*Görev A*: Okuma metninden sonra gelen kayıtların bütün satırlarını lütfen hiçbir değişiklik yapmadan yazdır. Resimleri cevaba katma.

• eğer evin bir ucundaki odamdan, diğer ucundaki bluetooth hoparlorun sesini o an elimdeki cep telefonumun yan tuşu ile yükseltebiliyorsam, birbirimize dokunmadan birbirimizin ne istediğini hissedebiliyorsak ama fiziksel olarak gözümüzle bunu algılayamıyorsak, evrenin ve herşeyin bir yaratıcısı hiç şüphesiz ki vardır. ve ben göremediğim bir dalganın etkisini duyabiliyorsam, o yaratıcının varlığını nasıl benliğimde hissetmem.
    muhteşem diğer her vasfının yanısıra ilk ve en muhteşem mühendis, bilimadamı ve sanatçıdır "o".
    ve bunu kalp dışında bilinçle algılayabilmek için herkesin yolu farklı bu veya herhangi bir dünyada.
  • bu özellikteki futbolcular çok değerlidir. bir örnek vereyim: "delgado".

    durun lan kötülemeyin. sorun bi "niye tırnak içinde yazdın?" diye. bundan 3-4 yıl filan önce bir vakit, öğrenciyiz aç geziyoruz filan derken bir arkadaşım kaldığı yurtta yemek yemeye çağırdı beni. açım deli gibi, koştum topuklarımı kıçıma vura vura. yemekhanede bir kağıt asılı duvarda:"sol elle yemek yemeyin, sol elle şeytan yemek yer ve içer!" yazıyor üzerinde. öyle bi kilitlendim ki yazıya sanki "son akşam yemeği" karşımda duruyor ve onu çözmeye çalışıyorum. yaklaşıyorum, uzaklaşıyorum, elimi çeneme koyuyorum ama işin içinden çıkamıyorum. öyle bir pozisyondan arkadaşım çekti kurtardı beni. masalar birleştirilmiş tek sıra iftar sofrası gibi. oturdum tam orta yerine, sağım solum komple doldu(son akşam yemeği, evet). barbunya varmış yemekte. yanında da pilav. allah razı olsun dedik başladık yemeye. muhabbet futboldan açıldı.

    -- hangi takımlısın kardeş?
    chak: beşiktaşlıyım.
    -- delgado diye adam almışsınız. nerede oynuyor o? necidir?

*Gösterilen Kayıtlar*:
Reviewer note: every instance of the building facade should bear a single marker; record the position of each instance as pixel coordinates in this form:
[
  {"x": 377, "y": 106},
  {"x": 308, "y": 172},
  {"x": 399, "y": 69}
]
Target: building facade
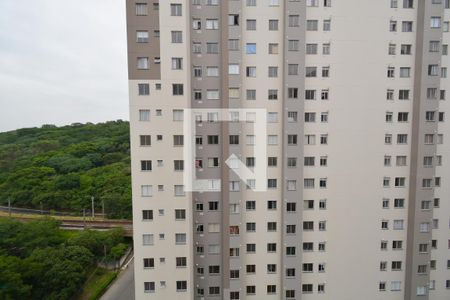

*Görev B*: Okuma metnine göre yurdun yemekhanesinde yemek olarak ne vardı?

*Alıştırma Yanıtı A*:
Reviewer note: every instance of the building facade should bear a single marker; record the position of each instance as pixel coordinates in this form:
[
  {"x": 377, "y": 106},
  {"x": 308, "y": 172},
  {"x": 399, "y": 69}
]
Target: building facade

*Alıştırma Yanıtı B*: Barbunya ve yanında pilav vardı.